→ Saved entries

--*--

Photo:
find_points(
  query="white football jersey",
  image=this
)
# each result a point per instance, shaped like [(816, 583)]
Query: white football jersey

--*--

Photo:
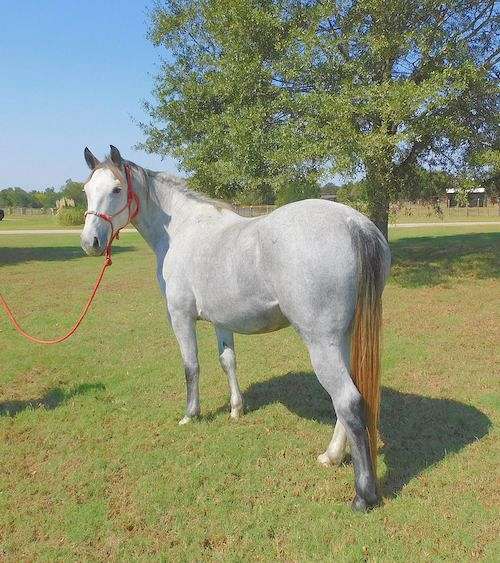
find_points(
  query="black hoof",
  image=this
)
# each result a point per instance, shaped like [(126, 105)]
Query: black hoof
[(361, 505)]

--*--

→ REQUIREMENT
Every line in the data above that includes the word "jersey" should be copied.

→ WRITTEN RESPONSE
  query="white football jersey",
Query: white football jersey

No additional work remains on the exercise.